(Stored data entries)
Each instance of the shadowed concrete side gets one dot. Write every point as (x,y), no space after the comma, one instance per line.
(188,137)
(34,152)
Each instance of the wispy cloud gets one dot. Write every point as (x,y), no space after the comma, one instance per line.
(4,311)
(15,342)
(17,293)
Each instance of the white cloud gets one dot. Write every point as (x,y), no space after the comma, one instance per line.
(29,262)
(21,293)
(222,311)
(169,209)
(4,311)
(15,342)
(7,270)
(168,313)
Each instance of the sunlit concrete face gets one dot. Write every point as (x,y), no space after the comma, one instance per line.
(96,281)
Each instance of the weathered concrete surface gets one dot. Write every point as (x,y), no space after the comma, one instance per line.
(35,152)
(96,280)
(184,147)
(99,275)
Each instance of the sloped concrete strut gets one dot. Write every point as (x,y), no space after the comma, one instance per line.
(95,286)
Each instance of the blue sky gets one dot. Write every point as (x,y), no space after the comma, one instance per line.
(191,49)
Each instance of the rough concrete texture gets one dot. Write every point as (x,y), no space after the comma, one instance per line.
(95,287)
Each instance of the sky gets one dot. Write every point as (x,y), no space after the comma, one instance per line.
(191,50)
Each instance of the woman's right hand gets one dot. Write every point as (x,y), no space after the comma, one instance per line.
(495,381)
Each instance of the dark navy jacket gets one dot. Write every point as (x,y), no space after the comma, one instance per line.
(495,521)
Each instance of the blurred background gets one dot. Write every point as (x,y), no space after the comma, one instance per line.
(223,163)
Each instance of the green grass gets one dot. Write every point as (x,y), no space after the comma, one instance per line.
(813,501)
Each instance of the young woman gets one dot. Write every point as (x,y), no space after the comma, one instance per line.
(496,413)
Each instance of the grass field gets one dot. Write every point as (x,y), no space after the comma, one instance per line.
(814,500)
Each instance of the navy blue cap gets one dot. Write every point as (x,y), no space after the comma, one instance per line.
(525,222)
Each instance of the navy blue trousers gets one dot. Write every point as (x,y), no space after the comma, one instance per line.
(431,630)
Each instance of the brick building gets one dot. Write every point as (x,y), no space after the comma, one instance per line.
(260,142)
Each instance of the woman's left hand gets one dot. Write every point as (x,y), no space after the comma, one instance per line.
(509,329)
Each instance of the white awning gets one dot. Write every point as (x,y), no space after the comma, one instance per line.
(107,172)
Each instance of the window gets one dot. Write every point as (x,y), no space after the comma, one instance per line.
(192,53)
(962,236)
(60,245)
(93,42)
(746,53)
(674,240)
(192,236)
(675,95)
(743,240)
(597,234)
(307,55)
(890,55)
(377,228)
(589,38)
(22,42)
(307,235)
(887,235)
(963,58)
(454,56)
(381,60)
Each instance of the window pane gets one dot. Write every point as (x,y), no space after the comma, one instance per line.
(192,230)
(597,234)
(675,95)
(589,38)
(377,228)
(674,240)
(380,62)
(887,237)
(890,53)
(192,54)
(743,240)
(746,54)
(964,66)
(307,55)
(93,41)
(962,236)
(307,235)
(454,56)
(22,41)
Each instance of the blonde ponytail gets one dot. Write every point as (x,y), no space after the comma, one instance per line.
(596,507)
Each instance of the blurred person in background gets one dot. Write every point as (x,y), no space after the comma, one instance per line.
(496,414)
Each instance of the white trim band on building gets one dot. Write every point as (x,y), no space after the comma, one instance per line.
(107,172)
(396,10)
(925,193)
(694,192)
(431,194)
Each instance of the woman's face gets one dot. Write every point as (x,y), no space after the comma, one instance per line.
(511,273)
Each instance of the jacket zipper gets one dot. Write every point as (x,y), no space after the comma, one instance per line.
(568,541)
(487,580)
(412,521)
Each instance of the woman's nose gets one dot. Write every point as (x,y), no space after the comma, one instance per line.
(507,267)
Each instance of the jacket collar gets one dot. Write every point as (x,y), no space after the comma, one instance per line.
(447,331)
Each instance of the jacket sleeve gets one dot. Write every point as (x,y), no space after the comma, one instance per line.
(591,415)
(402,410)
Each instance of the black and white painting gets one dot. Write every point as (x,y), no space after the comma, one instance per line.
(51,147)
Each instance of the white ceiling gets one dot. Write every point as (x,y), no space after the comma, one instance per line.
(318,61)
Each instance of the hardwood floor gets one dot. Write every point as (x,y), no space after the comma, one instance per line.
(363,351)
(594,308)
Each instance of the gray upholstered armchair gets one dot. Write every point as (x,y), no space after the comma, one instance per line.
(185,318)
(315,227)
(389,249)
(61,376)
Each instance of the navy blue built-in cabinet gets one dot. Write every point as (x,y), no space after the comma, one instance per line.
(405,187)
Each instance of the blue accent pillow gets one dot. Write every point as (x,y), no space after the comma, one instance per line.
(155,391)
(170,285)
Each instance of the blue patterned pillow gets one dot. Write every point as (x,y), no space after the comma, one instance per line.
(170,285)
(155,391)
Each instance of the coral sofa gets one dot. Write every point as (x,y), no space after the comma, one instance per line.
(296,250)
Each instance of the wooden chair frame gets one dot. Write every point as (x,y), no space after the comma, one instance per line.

**TASK DESCRIPTION:**
Copy out all of the records above with nothing altered.

**EXPECTED OUTPUT:**
Each instance of the shadowed concrete side gets one dot. Write every point as (x,y), no space after the comma, one instance per line.
(188,137)
(34,152)
Each instance of the wispy cloud gets one dot. Write every point as (x,y), no space after the comma, one instance per line.
(4,311)
(15,342)
(17,293)
Each instance of the white cloud gets one dot. Write every point as (x,y), no space after the comma, one instance per line.
(29,262)
(21,293)
(222,311)
(169,209)
(4,311)
(15,342)
(7,270)
(168,313)
Each instance of the sunlit concrete face gets one dot. Write every point as (x,y), no space after the comma, one instance per line.
(96,281)
Each instance of the weathered concrete surface gets one dot. Write every point as (x,y), no space after the comma, one instance per line.
(35,152)
(96,280)
(184,147)
(99,275)
Each instance of the sloped concrete strut gets one dot. Write every point as (x,y), no space after the comma, one instance per line.
(95,286)
Each instance of the blue sky gets one dot. Write every point as (x,y), no space after the comma, one instance per line.
(191,49)
Each instance of the rough concrete texture gets one dot. Write every point as (x,y), no space after the comma, one instance per line.
(95,287)
Each instance of the sky gets one dot. Write every point as (x,y), no space after the comma, one instance per line.
(191,50)
Each instance of the woman's right hand gets one dot. Write every point as (x,y), no space after the comma, one instance per line.
(495,381)
Each instance of the dark navy jacket gets one dot. Write every point as (x,y), no space after the comma, one instance per line.
(495,521)
Each instance of the blurred background gets one dot. Write every point as (x,y), no space after the comma, one instance per line.
(223,163)
Each instance of the green grass gets one dot. Write every point as (x,y), no space after the comma, one instance per line.
(813,501)
Each instance of the young woman gets one dot. Write every point as (x,y), no space after the comma, one instance per line.
(496,413)
Each instance of the grass field gets one dot. Write every point as (x,y), no space after the comma, one instance per line.
(814,500)
Each instance of the navy blue cap gets one dot. Write every point as (x,y), no space after the comma, one instance per line.
(525,222)
Each instance of the navy blue trousers gets one dot. Write every point as (x,y), no space after the comma, one instance per line.
(431,630)
Each instance of the brick building gets one dot. Write every point as (x,y), no space after the comma, one instance per line.
(260,142)
Each instance of the woman's left hand gets one dot. Write every point as (x,y), no space after the comma, one instance per line.
(509,329)
Each instance of the white awning gets one dot. Write every point as (x,y), no space after the comma, one instance per line.
(107,172)
Each instance of the window gets one dot. Write every point as (x,y), no space after the comma, one instance per line.
(192,53)
(962,236)
(60,245)
(93,42)
(746,53)
(674,240)
(192,236)
(675,95)
(743,240)
(597,234)
(307,55)
(890,55)
(377,228)
(589,38)
(22,42)
(307,235)
(887,235)
(963,58)
(454,56)
(381,60)
Each instance of the window pane gets one dot. Write every point as (x,y), no space after the comma, one instance per line.
(192,230)
(597,234)
(675,95)
(589,38)
(377,228)
(674,240)
(380,62)
(887,237)
(890,53)
(192,54)
(743,240)
(746,54)
(964,66)
(307,55)
(93,41)
(962,236)
(307,235)
(454,56)
(22,41)
Each instance of the blonde ponytail gets one dot. Write every point as (x,y), no space after the comma, one instance per line.
(596,507)
Each instance of the blurred person in background gets one dot. Write every point as (x,y), no space after the comma, one instance per line.
(496,414)
Each instance of the white trim band on building gets one dot. Write every point as (x,y), no space after the comma, one instance per line.
(107,172)
(396,10)
(925,193)
(694,192)
(431,194)
Each instance of the woman's face gets one dot. Write every point as (x,y), no space after the comma, one instance per line.
(511,273)
Each instance of the jacket zipper gets one dot. Write every point as (x,y), no space after the comma, one instance per line.
(568,541)
(487,580)
(412,521)
Each instance of the woman's nose gets one dot. Write every point as (x,y), no space after the comma, one instance per line.
(507,267)
Each instance of the jacket collar gets one dot. Write every point as (x,y), no space after the comma, one instance per line.
(447,331)
Each instance of the jacket sleeve gets one dot. Write every point as (x,y), no space after the comma, one instance per line.
(591,415)
(402,410)
Each instance of the black and white painting gets one dot. Write every point as (x,y), no space after the comma, one instance per line.
(51,147)
Each instance of the white ceiling gets one dot. Write every point as (x,y), no space after the comma, one instance per line.
(318,61)
Each instance of the hardwood floor gets one dot. Write every point as (x,y), no space after the comma, one instance per line.
(363,351)
(594,308)
Each instance of the gray upholstered armchair gets one dot. Write every point as (x,y), no space after the comma, one instance per line.
(185,318)
(315,227)
(389,249)
(61,376)
Each instance of the navy blue built-in cabinet gets one dot. Write every point as (x,y), no space after the comma, one instance per line.
(405,187)
Each instance of the blue accent pillow gets one dot. Write every point as (x,y), no space after the comma, one instance per line.
(155,391)
(170,285)
Each instance of the blue patterned pillow gets one dot. Write every point as (x,y), no space after the comma, one instance per line.
(170,285)
(155,391)
Each instance of the coral sofa gets one dot. Write every point as (x,y), no space after the comma, one instance per line.
(296,250)
Each instance of the wooden chair frame gets one dot. Write every point as (x,y), no space after the comma, one instance per line.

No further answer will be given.